### DIRECTIONS
Please pick out each line below that contains the word "knee" and copy those lines in full.

### TASK INPUT
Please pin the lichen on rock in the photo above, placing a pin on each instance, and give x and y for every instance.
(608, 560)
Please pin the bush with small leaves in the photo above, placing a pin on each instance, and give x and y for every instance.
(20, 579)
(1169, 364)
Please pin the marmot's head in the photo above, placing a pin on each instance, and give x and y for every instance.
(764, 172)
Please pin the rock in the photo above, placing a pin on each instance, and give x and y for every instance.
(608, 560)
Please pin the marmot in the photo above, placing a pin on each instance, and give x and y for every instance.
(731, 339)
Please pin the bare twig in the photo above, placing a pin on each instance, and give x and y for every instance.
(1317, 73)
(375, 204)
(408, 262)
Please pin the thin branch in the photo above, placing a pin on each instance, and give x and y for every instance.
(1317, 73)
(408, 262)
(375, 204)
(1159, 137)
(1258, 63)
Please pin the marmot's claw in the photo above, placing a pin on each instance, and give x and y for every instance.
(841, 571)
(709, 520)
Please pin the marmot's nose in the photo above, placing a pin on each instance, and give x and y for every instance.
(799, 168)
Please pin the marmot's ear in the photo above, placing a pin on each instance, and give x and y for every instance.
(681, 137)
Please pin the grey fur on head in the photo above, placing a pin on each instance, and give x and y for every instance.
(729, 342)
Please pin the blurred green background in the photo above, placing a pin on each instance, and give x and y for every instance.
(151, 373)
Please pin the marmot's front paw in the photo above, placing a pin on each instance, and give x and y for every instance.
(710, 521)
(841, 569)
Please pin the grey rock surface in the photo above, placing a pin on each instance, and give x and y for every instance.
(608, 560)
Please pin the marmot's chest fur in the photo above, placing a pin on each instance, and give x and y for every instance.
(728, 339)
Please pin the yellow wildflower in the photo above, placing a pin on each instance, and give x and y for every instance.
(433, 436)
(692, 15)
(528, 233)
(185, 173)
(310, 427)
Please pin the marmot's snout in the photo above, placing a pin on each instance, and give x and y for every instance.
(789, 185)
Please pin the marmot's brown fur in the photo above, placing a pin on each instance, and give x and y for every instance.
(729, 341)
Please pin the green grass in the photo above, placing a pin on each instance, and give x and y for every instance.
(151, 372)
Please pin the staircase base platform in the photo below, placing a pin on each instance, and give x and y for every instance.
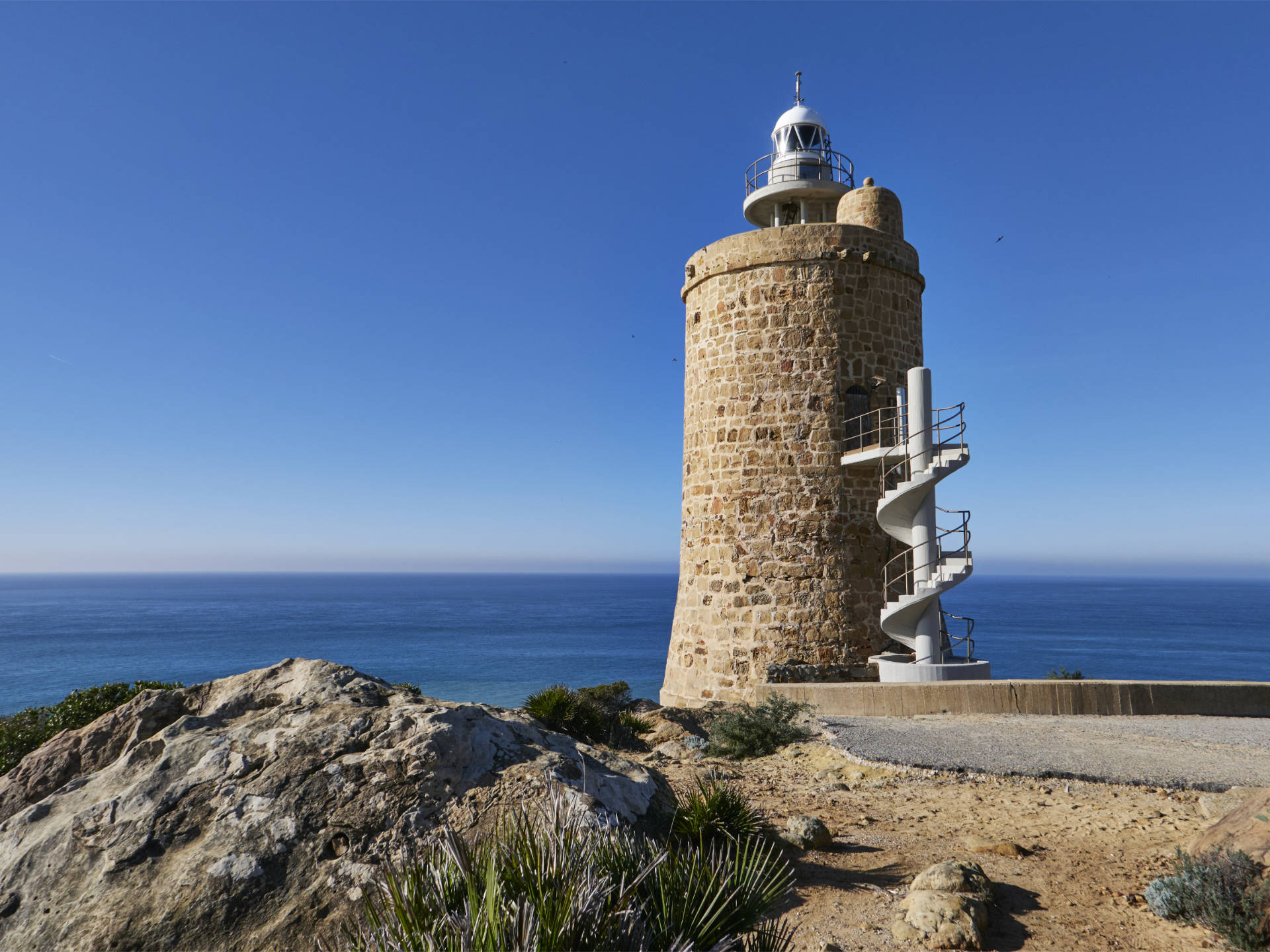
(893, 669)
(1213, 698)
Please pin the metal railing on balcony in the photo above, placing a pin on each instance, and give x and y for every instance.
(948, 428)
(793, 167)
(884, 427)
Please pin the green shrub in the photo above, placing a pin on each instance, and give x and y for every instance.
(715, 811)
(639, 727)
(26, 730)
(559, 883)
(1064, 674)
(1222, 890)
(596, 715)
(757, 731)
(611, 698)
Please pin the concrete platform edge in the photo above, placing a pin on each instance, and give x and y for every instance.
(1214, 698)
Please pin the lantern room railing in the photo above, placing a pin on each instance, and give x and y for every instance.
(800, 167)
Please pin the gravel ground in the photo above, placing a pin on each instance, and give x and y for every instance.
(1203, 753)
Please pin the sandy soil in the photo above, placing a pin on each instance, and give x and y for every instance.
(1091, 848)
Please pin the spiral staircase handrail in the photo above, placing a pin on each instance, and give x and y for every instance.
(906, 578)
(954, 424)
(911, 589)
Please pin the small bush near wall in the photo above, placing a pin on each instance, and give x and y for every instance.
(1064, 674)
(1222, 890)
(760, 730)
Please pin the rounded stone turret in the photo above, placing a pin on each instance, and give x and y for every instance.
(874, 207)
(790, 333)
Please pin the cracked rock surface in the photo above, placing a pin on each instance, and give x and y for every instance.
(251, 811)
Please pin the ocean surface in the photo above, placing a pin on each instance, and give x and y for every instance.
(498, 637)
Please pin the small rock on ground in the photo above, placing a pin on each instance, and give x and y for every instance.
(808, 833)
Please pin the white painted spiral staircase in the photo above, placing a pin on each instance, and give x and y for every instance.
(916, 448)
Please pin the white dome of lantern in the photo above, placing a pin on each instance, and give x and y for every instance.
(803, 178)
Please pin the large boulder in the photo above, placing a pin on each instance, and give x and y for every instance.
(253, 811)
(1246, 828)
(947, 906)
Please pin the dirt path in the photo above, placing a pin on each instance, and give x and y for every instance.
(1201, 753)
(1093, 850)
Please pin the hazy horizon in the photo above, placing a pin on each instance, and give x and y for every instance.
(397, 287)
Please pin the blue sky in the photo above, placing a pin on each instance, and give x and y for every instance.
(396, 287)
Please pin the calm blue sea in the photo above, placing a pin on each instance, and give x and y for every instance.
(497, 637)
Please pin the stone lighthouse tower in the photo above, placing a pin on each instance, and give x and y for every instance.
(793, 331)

...

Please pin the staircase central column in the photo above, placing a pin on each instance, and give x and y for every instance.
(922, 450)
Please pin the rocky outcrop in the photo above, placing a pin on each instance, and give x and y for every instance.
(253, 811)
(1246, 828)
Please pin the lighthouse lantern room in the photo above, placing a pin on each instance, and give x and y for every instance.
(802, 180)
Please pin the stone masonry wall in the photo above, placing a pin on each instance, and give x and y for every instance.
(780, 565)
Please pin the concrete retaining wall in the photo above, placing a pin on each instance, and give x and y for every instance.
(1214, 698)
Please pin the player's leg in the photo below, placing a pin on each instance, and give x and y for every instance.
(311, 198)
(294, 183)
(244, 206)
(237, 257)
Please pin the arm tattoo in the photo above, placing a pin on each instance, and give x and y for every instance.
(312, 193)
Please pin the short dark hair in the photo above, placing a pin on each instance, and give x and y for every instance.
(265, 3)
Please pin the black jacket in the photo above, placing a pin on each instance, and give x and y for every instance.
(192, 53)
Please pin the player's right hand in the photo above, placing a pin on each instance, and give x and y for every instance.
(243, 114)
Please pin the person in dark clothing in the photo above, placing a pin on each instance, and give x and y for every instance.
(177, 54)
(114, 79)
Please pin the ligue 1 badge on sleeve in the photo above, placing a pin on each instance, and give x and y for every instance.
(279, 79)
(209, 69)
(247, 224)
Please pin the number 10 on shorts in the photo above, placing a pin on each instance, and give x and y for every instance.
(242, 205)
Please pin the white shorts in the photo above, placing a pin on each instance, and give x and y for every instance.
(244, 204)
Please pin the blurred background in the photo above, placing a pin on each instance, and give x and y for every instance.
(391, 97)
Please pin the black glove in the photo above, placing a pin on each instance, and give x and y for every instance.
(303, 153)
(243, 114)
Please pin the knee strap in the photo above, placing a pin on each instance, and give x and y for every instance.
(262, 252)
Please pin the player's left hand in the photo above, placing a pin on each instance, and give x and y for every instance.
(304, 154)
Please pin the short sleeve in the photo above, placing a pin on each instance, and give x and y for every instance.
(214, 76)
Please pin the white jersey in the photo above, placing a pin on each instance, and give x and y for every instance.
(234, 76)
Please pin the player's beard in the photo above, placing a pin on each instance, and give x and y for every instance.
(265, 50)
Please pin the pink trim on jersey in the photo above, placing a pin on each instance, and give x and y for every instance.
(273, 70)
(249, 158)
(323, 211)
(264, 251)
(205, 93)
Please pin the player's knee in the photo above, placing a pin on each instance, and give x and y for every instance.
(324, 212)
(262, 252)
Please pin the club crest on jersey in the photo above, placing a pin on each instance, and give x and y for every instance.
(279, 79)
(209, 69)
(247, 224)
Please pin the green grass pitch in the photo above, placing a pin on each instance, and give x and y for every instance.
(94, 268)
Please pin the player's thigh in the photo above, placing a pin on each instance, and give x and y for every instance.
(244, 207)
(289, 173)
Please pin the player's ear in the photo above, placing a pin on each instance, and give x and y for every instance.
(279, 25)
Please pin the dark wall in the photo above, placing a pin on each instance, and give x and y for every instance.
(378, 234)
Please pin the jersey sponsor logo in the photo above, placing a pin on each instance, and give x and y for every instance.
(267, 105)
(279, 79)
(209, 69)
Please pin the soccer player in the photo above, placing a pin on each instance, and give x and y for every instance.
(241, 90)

### SOLUTION FOR THIS EXERCISE
Please pin the knee strap in the photo above, placing a pin on each instance, and give x and y for every instance.
Please pin the player's knee in the photo above, placing a pin on each instance, and give x and y for every instance.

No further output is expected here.